Task instructions => Once the line with "Task: indicate each instance of the cheek" is found in the entries below, repeat that line and every one after it exactly, ending at the last.

The input =>
*** Block opens ***
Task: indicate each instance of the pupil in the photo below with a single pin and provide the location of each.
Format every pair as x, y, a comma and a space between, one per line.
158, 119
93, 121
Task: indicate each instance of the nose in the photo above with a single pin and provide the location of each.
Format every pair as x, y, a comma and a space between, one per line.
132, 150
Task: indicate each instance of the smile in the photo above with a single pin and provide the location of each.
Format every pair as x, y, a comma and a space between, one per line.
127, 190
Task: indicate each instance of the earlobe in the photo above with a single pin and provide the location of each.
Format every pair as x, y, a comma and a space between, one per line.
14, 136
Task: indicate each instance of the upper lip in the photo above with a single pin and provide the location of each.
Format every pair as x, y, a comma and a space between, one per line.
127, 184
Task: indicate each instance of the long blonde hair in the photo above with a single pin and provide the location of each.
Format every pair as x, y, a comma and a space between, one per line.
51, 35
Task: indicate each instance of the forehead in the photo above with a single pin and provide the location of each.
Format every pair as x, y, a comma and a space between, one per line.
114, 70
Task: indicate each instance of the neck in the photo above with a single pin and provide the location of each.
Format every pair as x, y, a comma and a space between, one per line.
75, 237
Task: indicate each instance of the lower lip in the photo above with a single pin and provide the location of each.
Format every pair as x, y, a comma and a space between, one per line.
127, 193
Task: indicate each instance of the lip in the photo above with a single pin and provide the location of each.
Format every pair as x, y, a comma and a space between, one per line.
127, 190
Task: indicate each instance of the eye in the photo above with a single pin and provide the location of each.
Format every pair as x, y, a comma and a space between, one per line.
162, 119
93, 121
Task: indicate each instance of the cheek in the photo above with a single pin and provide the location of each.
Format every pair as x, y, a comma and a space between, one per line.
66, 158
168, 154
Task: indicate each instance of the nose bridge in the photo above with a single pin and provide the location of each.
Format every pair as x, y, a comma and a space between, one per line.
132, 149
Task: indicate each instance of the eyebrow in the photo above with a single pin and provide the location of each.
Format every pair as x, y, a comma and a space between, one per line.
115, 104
*** Block closes ***
Response below =>
Task: indicate each instance of the cheek in the photo above with a single pin and provide the location of each.
Format every pair as x, y, a comma and a space between, one per line.
66, 158
168, 154
Task: indicate each instance of the nose bridge in the photo above with a single pin and provide the location of each.
Format every pair as x, y, a comma and a space between, one per line.
132, 149
Task: indicate each instance of the eyebrow in the photo above with a single pin and provide the location of each.
Format every pair as x, y, a comma and a space between, one per line.
115, 104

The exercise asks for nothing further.